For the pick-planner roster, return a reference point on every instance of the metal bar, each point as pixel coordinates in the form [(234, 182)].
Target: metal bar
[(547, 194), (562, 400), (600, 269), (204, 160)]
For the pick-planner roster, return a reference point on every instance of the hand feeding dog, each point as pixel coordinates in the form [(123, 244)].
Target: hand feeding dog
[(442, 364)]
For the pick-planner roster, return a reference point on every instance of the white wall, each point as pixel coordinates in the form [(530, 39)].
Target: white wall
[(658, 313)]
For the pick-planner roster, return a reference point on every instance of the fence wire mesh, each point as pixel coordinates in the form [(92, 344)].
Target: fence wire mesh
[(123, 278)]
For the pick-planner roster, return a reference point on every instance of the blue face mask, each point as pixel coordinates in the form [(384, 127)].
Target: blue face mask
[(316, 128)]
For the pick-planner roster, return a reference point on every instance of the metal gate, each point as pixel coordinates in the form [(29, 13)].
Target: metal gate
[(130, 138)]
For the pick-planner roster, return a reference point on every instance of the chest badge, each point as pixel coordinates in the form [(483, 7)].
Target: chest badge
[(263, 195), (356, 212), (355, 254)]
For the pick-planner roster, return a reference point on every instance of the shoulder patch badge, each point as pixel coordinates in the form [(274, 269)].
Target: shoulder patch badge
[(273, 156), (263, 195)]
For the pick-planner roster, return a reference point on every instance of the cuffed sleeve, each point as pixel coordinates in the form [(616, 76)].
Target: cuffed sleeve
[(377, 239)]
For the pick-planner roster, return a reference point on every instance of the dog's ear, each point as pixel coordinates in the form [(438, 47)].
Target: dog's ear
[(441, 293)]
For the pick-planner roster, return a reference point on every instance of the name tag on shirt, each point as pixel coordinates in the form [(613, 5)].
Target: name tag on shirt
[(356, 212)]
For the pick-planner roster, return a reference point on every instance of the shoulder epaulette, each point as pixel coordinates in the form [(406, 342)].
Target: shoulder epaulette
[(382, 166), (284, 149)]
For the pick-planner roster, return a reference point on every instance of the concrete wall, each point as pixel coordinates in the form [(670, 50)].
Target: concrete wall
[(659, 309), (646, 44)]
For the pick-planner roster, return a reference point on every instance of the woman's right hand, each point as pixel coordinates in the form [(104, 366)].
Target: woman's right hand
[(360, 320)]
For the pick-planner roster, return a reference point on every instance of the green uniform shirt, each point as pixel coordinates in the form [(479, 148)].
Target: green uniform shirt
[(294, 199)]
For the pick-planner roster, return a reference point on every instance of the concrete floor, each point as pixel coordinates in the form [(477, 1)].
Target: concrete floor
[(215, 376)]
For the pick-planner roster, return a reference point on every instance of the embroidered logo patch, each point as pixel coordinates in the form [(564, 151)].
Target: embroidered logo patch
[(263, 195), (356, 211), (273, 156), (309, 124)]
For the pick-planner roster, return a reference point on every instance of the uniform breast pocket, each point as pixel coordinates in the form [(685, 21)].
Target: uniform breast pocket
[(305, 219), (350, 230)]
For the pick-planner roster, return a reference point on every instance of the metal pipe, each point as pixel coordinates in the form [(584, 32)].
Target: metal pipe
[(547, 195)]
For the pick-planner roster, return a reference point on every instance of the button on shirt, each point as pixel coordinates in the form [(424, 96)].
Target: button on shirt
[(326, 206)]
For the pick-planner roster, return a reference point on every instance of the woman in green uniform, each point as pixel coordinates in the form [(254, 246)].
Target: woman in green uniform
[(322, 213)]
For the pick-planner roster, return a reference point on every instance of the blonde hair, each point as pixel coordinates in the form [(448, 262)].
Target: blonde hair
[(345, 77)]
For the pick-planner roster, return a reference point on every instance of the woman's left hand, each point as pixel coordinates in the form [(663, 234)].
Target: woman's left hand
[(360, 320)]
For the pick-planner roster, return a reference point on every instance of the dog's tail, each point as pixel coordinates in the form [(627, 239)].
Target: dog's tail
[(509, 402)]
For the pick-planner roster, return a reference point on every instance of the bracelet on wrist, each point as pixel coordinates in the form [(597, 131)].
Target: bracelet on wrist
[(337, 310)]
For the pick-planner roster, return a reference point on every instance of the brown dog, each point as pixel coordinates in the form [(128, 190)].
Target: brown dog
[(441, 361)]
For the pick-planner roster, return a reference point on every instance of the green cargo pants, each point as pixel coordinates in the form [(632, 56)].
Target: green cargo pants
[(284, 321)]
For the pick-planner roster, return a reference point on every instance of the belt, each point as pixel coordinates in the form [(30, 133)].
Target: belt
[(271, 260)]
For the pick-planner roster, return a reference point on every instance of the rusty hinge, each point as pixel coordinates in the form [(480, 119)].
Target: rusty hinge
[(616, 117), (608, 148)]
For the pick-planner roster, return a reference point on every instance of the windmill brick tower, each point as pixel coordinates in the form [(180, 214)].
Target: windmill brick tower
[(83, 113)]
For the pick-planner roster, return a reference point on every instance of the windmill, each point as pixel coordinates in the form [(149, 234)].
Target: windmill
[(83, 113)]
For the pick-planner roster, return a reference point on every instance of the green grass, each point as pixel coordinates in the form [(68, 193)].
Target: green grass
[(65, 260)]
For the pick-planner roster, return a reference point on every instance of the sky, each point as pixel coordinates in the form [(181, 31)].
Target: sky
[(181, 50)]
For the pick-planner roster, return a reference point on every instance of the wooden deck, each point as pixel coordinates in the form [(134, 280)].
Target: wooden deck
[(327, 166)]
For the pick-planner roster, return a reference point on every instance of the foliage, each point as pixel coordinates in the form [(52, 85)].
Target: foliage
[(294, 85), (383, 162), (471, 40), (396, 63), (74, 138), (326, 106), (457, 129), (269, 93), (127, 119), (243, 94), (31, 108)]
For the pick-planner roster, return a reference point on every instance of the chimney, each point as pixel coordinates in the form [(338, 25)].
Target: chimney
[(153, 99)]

====================

Copy every row above line for line, in the same order, without changing any wording or number.

Exercise response -
For the pick-planner roster, return a reference point on every instance of the metal bar, each point as pixel coordinates in the form [(234, 182)].
Target: metal bar
[(547, 194), (562, 400), (600, 269), (204, 160)]
For the pick-planner roster, return a reference point on every instance of the hand feeding dog, each point as pixel coordinates in the form [(123, 244)].
Target: hand feeding dog
[(442, 364)]
For the pick-planner roster, return a reference point on every instance of the white wall, each point as pixel coordinates in the form [(530, 39)].
Target: white wall
[(658, 313)]
For the pick-planner roster, return a reference point on every instance of the fence wire mesh, each point as pixel coordinates in the form [(92, 344)].
Target: fence wire mesh
[(123, 278)]
For the pick-planner roster, return a reference point on every instance of the blue face mask, each point as pixel coordinates in the form [(384, 127)].
Target: blue face mask
[(316, 128)]
For the pick-planner roster, return a reference point on every instance of the metal gate, each point as pixel coordinates in the form [(29, 13)].
Target: metal gate
[(130, 138)]
For the pick-planner roster, return a reference point on every instance of the chest badge, each point as pixel coordinates in the form [(483, 7)].
Target: chest badge
[(263, 195), (356, 212), (355, 254)]
For the pick-planner roster, return a reference point on every instance of the shoulder patch badge, each point as pixel coordinates in the form [(274, 269)].
Target: shoulder patch badge
[(273, 156), (263, 195)]
For the pick-planner roster, return a reference point on every instance of the cuffed sleeve, each point as pixel coordinates in the form [(616, 76)].
Target: cuffed sleeve
[(377, 239)]
For the pick-planner roster, return a reference point on every instance of the dog's ear, each point as pixel coordinates in the form [(438, 47)].
Target: dog's ear
[(441, 293)]
For the pick-planner roster, return a reference point on every instance of the name tag on shirt, each point as pixel coordinates in the form [(613, 5)].
Target: name tag on shirt
[(356, 212)]
For the pick-planner roster, return a reference point on every instance of the shoulder epaulette, each point as pixel coordinates in the form [(406, 342)].
Target: shoulder epaulette
[(382, 166), (284, 149)]
For the pick-planner roster, return a reference point on every instance of the concrete wall, each point as pixel coordinates in the form [(670, 50)].
Target: concrete wall
[(659, 309), (646, 44)]
For the pick-planner roster, return a reference point on every instance of the woman's right hand, each point as pixel coordinates in the form [(104, 366)].
Target: woman's right hand
[(360, 320)]
For the pick-planner roster, return a reference point on every instance of the green uniform shirt, each point as pixel coordinates in the form [(479, 148)].
Target: green uniform shirt
[(294, 199)]
For the pick-planner roster, return a reference point on every instance of the concrete floor, each point as pixel coordinates in the form [(477, 1)].
Target: concrete floor
[(215, 376)]
For the pick-planner roster, return a reference point on every instance of the embroidered logo patch, each point as pixel coordinates in the form [(564, 151)].
Target: embroidered logo patch
[(263, 195), (356, 211), (273, 156), (309, 124)]
For the pick-planner roster, return a reference point on every instance of the uniform breast pocket, each point as pixel coordinates in the form [(685, 21)].
Target: uniform breast pocket
[(305, 219), (350, 230)]
For the pick-planner roster, return a reference point on every instance of the metal pipe, each point as pixel coordinates in the form [(584, 32)].
Target: metal pipe
[(547, 195)]
For the pick-planner roster, return a reference point on every instance of the button on shirt, each point as pixel coordinates in the form [(424, 96)].
Target: button on shirt
[(326, 206)]
For the pick-planner roster, return a reference point on every instance of the woman in green uniform, each point as pixel coordinates in the form [(254, 246)].
Target: woman in green uniform
[(322, 213)]
For the pick-planner roster, return a reference point on every instance of the blonde hair, each point as pixel coordinates in the form [(448, 262)].
Target: blonde hair
[(345, 77)]
For the pick-planner roster, return a reference point on every instance of the woman's left hand, each point as pixel coordinates in the form [(663, 234)].
Target: woman's left hand
[(360, 320)]
For the pick-planner roster, return a reference point on every instance of the dog's tail, each point as pixel coordinates in the form [(627, 239)].
Target: dog's tail
[(509, 402)]
For the pick-planner roster, return a reference point on every instance of the bracelet on wrist, each point as pixel coordinates in the form [(597, 131)].
Target: bracelet on wrist
[(337, 310)]
For the pick-planner roster, return a reference point on every instance of the brown dog, each point as pixel coordinates in the form [(128, 190)].
Target: brown dog
[(441, 361)]
For the pick-planner roster, return a reference point on every instance of the green cargo pants, each point as pixel coordinates in the form [(632, 56)].
Target: green cargo pants
[(284, 321)]
For the pick-planner roster, return a reference point on every instance of the belt, each point as pixel coordinates in the form [(30, 133)].
Target: belt
[(271, 260)]
For the pick-planner roster, return a reference point on every instance of the rusty hinge, each point as pixel coordinates in the form [(480, 119)].
Target: rusty hinge
[(616, 117), (608, 148)]
For the pick-planner roster, return a reference point on every instance of the windmill brick tower, each point as pixel coordinates in the form [(180, 214)].
Target: windmill brick tower
[(83, 113)]
For the pick-planner roster, return a reference point on every instance of the windmill, each point as pixel coordinates in the form [(149, 234)].
Target: windmill
[(83, 113)]
For the pick-planner roster, return a reference point on every instance of the green grass, each point as pixel coordinates in the form [(68, 193)].
Target: green grass
[(65, 260)]
For the pick-planner roster, return a reference point on every instance of the sky, each point as pixel coordinates in the form [(181, 31)].
Target: sky
[(181, 50)]
For the pick-planner roster, return a reference point on every instance of the wooden deck, each point as pixel coordinates in the form [(134, 280)].
Target: wooden deck
[(327, 166)]
For the pick-planner roster, return a reference point on every instance of the foliage, each point as pixel coordinates in the form [(52, 85)].
Target: foliage
[(294, 85), (383, 162), (471, 40), (396, 63), (74, 138), (326, 106), (457, 129), (269, 93), (127, 119), (243, 94), (31, 108)]
For the pick-planner roster, return a reference point on every instance of the chimney, each point as pixel coordinates in the form [(338, 25)].
Target: chimney
[(153, 99)]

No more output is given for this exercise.